## [Text for analysis]
§ §

Alcohol and the irrelevance of inequality

Almost every day, we’re fed another piece of inequality in the news – another example of the gap between the advantaged and the disadvantaged, another case where better-off parents have secured the successes of their children over the less well-off. Coming home from a fabulous BSA event on inequality last week, I felt flooded with inequalities and injustices of different forms from different countries, which seemed to form an unpickable web of unfairness.

Which is why, sometimes, we need to remind ourselves that not everything in life is linked to generalised advantage. One example is that higher-income women (unlike men) are less likely to have a partner, as Diederik has discussed on the blog.  But closer to my own experience, the examples I know best are about the very British behaviour of binge-drinking, which is the subject of this post…

Binge-drinking across society

If you pay attention to the popular press in the UK – particularly the Daily Mail and the Daily Express – then you’d be forgiven for thinking that binge-drinking was dominated by poorer people, the ‘chavs’ of the public imagination. But these aren’t the people who binge-drink the most. The chart below shows the picture using the latest official data, and defining binge-drinking as having more than double the daily recommended limits of 3 standard drinks for women and 4 standard drinks for men. (A standard drink is roughly one shot of spirits or a half-pint of beer). For both men and women, greater household income goes along with greater chances of binge-drinking – although the relative increase is greater among women.

Binge-drinking by income in the UK 2009, taken from the General Lifestyles Survey

According to Wilkinson & Pickett’s The Spirit Level, it’s only for strongly class-patterned negative outcomes that we’d expect to see greater problems in more unequal countries. And this seems to be the case here – there’s simply no link between most measures of drinking and societal income inequality as measured by the Gini coefficient. This holds true for drunkenness among 11-15 year olds and overall levels of adult consumption (as argued by the interesting if sometimes flawed critique of The Spirit Level by Peter Saunders; see page 105) – and even this unusual comparison of villages in a pre-modern society. More informally, we know that relative rates of drunkenness (if not alcohol consumption per se) are high in the more equal Nordic countries, while the high-inequality UK and the US have completely different drinking cultures to each other.

§ §

## [Exercise goal]
Resume the post above on binge-drinking and income inequality, starting right after its last sentence.

## [Given information]

§ §

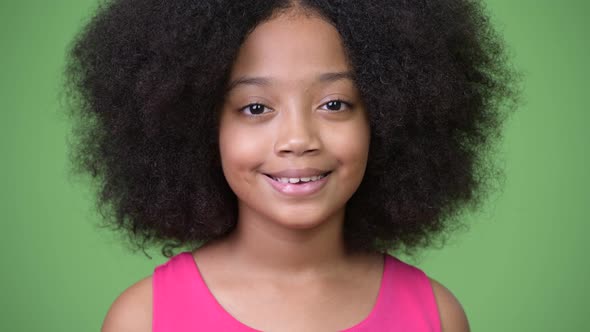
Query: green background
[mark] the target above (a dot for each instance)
(522, 265)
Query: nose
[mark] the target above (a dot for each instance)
(297, 134)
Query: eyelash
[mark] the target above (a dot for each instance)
(247, 108)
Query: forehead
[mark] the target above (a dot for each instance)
(291, 47)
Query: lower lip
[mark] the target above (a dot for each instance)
(298, 190)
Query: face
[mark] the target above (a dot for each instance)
(294, 136)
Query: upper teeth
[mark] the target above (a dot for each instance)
(297, 180)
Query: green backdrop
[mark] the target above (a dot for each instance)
(522, 265)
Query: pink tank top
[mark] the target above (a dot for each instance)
(182, 302)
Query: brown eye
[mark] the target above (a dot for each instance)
(255, 109)
(336, 105)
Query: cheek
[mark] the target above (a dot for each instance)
(350, 145)
(241, 150)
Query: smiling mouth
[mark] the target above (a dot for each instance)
(300, 180)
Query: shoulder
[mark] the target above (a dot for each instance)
(132, 310)
(452, 315)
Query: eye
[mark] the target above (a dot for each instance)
(255, 109)
(336, 105)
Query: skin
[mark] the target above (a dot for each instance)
(288, 251)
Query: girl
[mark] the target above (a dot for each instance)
(289, 145)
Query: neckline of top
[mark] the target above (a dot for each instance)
(383, 289)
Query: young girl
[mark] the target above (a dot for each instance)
(290, 145)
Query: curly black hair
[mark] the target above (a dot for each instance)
(143, 75)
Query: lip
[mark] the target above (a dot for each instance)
(298, 173)
(298, 190)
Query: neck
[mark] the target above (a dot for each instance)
(272, 247)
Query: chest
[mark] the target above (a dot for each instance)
(329, 305)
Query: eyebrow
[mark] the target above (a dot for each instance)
(266, 81)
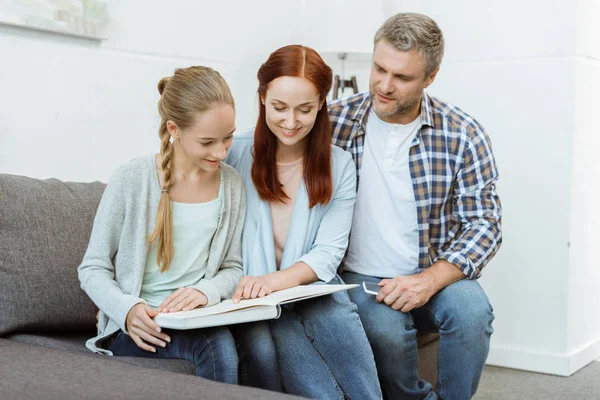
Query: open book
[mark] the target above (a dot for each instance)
(228, 313)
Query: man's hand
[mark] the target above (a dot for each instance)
(405, 293)
(143, 330)
(183, 299)
(251, 287)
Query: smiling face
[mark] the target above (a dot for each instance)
(291, 106)
(206, 141)
(397, 82)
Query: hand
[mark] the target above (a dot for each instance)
(183, 299)
(405, 293)
(143, 330)
(251, 287)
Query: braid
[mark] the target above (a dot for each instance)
(163, 232)
(182, 96)
(166, 150)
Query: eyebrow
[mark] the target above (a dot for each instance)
(308, 103)
(396, 75)
(212, 138)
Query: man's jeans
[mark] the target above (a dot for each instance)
(323, 351)
(212, 350)
(463, 316)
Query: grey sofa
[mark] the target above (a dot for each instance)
(45, 317)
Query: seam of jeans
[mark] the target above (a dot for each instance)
(441, 339)
(338, 388)
(212, 356)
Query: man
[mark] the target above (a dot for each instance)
(427, 216)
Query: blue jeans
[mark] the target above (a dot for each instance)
(463, 316)
(323, 351)
(258, 358)
(212, 350)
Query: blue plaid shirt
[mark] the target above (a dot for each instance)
(453, 176)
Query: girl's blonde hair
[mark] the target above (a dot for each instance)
(182, 96)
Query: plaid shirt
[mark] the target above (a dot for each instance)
(453, 176)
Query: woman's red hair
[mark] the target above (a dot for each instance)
(303, 62)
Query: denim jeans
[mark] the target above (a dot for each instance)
(462, 315)
(258, 358)
(212, 350)
(323, 351)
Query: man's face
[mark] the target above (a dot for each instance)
(397, 82)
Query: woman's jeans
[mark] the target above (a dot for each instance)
(323, 351)
(258, 359)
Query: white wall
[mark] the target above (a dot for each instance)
(528, 71)
(75, 108)
(584, 274)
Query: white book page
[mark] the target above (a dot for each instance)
(282, 296)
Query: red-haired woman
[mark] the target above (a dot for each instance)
(300, 198)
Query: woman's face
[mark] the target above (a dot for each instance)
(291, 106)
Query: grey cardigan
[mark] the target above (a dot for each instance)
(112, 269)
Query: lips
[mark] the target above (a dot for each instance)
(289, 132)
(384, 99)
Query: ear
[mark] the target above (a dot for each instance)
(431, 77)
(172, 129)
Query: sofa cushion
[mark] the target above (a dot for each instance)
(45, 227)
(75, 343)
(53, 374)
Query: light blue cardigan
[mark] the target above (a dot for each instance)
(317, 236)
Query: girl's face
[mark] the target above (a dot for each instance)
(206, 141)
(291, 106)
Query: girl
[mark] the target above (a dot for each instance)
(167, 234)
(300, 196)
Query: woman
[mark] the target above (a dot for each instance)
(300, 199)
(167, 232)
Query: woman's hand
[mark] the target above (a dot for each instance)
(143, 330)
(183, 299)
(251, 287)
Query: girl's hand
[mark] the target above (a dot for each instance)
(143, 330)
(183, 299)
(251, 287)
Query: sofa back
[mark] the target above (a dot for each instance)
(45, 227)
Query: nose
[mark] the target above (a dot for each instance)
(220, 152)
(289, 121)
(386, 85)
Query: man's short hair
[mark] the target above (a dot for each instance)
(408, 31)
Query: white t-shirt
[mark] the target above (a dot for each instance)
(384, 240)
(194, 225)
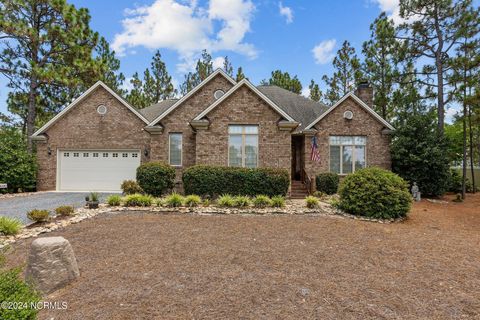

§ §

## [Result for this task]
The reappearance of inequality

Yet this doesn’t mean that alcohol and inequality researchers should go their separate ways – for there are three ways in which social advantage does make a reappearance.  Firstly, the UK is pretty unusual among high-income countries in showing that higher-income, higher-class men binge-drink more than others. While similar results are found in low—and middle-income countries, in most European countries it is low-educated men that are likely to drink the most. The picture for women is even more culturally variable; better-educated women are often heavier drinkers per se but it is unclear how this links to getting drunk. The relationship of gender, class, alcohol and societal factors is complex here, if enormously interesting.

Secondly, even in the UK, moderate drinking is much much more common in higher-income, higher-class people, reflecting the near-universal finding that people with more money are more likely to drink, and (in some countries) to drink more often. In the UK, 74% of people in households earning £1,000/wk or more drank last week, compared to only 46% in households on less than £200/wk. Among men, the chances of binge-drinking on any given drinking occasion is nearly always higher among the lower-educated. So even if binge-drinking is not heavily patterned by social advantage, other patterns of drinking are.

Finally, even though risky drinking is found across British society, the worst alcohol-related problems are much more common among disadvantaged groups – at least among men. The figure below (from Harrison & Gardiner 1999) covers deaths directly due to drinking, and men show a steep gradient across classes I-IV and an even steeper increase in risk for the lowest class. For women, though, the picture is more complex – if anything there is a reverse tendency where higher-class women are more likely to die from alcohol, with the exception of the highest rate being found in class III-M (of manual workers).

Alcohol deaths by social class in England, taken from Harrison & Gardiner 1999

A further sign of the class-linked nature of alcohol deaths comes from Finland, where a recent drop in alcohol prices led to increases in alcohol-related mortality, which was larger – if only slightly larger – among those with low education, income or social class.

What it all means…

So alcohol is both an example of where inequality doesn’t matter, and (in other ways) also where it does – but to my mind the real significance goes beyond this. Drinking is a behaviour that is both positive and negative; it is at once a display of status, a use of scarce resources, and a pleasurable, social experience – and at the same time a way of coping with distress, a risk factor for more than 60 diseases and one of the most important causes of ill-health globally, and a cause of violence, addiction and spiralling social exclusion.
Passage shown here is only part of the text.